Tally the lines below that contain the word "walkway", and give only that number.
------ Data excerpts
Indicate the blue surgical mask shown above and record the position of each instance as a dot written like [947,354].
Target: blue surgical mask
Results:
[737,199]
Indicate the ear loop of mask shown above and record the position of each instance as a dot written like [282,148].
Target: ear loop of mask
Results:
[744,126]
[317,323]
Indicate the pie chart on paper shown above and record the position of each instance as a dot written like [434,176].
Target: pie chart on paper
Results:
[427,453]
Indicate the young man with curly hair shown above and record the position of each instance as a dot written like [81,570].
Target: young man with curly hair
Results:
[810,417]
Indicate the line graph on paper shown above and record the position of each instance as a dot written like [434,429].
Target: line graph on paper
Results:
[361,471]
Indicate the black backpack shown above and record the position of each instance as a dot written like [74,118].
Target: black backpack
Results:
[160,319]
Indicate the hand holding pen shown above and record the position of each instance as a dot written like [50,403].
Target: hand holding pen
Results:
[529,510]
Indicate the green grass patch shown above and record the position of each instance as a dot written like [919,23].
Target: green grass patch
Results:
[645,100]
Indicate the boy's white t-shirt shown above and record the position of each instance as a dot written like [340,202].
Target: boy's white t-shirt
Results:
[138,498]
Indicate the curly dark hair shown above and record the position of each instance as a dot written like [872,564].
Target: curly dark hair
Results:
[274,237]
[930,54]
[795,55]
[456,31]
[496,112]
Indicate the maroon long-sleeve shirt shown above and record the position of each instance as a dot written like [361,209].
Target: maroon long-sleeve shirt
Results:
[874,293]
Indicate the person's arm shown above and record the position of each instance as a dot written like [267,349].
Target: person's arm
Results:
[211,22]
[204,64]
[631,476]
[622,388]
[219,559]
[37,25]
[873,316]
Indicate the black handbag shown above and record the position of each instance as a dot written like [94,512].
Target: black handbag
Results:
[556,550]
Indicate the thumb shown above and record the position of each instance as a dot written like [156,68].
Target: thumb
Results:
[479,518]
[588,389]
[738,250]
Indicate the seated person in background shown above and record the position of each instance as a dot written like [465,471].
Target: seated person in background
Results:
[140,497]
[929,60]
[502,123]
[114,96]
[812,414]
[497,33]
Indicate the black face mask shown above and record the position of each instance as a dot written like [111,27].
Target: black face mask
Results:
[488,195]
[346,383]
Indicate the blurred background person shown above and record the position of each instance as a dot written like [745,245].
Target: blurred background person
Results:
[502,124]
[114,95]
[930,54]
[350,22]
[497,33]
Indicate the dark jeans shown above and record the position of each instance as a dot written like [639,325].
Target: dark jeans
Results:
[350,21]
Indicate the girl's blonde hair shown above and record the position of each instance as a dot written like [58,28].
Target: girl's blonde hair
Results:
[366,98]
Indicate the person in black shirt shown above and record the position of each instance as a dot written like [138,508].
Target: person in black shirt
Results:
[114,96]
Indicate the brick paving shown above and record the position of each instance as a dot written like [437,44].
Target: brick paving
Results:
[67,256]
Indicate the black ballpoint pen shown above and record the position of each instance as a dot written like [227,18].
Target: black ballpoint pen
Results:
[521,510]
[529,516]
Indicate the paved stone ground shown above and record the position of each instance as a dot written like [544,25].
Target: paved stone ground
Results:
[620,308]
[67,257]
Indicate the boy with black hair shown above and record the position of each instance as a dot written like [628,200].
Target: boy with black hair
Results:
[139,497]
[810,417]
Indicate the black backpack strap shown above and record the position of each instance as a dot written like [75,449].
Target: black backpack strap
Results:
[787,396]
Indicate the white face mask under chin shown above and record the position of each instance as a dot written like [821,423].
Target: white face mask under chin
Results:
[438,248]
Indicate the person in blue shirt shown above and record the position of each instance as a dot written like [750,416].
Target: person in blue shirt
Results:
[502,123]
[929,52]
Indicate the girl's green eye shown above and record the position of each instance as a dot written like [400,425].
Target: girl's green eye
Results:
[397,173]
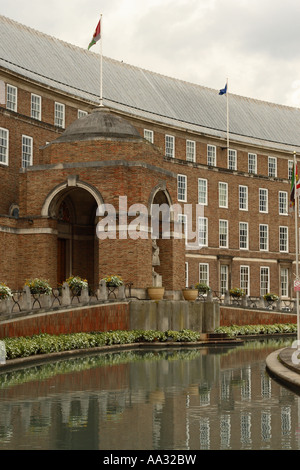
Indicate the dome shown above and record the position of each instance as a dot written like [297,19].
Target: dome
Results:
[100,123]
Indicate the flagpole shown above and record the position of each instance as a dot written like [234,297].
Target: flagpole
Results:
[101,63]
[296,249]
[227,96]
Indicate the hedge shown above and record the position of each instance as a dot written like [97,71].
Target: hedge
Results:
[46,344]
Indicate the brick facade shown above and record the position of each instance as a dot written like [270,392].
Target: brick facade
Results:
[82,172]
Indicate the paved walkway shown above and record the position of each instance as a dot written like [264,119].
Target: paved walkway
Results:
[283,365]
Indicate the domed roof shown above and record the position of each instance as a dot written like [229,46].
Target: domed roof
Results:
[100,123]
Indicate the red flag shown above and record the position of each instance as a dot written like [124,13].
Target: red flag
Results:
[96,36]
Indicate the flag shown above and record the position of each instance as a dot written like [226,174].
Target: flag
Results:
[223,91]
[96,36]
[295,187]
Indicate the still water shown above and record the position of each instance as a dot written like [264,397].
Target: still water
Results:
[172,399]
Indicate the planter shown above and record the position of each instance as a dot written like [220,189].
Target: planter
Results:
------------
------ Data excerpts
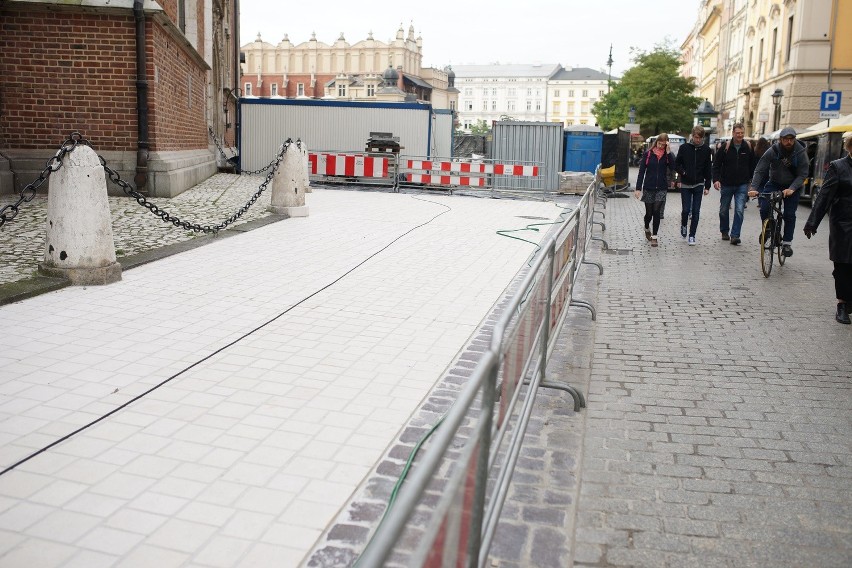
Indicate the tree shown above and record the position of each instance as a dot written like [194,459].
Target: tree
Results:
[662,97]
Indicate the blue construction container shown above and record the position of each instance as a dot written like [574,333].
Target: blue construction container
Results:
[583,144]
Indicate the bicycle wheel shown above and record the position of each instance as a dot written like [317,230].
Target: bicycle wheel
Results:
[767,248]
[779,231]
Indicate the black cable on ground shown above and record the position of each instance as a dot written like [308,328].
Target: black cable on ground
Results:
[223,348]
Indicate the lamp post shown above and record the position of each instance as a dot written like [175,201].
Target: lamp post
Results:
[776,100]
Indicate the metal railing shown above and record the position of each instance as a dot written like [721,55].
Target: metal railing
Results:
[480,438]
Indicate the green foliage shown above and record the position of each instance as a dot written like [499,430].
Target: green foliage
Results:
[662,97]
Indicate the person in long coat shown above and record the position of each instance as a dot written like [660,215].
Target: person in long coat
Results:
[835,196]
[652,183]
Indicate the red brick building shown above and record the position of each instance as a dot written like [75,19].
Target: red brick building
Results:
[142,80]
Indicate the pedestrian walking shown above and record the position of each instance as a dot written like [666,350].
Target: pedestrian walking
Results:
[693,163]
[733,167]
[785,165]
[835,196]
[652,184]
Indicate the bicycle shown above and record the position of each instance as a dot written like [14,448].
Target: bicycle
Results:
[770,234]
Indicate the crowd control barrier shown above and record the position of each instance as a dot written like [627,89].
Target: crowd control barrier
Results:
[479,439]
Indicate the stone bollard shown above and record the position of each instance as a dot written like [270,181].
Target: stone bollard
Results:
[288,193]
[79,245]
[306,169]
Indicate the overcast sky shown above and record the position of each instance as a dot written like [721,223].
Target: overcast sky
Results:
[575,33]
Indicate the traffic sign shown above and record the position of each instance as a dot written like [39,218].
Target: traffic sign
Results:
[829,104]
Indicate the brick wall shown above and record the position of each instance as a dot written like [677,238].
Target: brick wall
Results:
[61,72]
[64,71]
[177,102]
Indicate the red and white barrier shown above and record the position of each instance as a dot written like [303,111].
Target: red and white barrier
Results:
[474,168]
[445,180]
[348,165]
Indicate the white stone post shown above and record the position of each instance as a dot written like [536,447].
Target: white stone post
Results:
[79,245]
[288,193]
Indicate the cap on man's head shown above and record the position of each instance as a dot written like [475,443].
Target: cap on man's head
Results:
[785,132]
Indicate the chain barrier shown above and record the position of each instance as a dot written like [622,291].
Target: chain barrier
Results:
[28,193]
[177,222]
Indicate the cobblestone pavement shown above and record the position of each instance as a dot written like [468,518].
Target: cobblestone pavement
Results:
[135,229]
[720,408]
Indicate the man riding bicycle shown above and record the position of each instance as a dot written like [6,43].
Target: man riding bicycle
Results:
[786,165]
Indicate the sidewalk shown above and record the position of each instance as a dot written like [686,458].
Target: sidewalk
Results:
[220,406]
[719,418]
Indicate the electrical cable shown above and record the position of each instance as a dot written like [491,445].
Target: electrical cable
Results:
------------
*Final result:* 2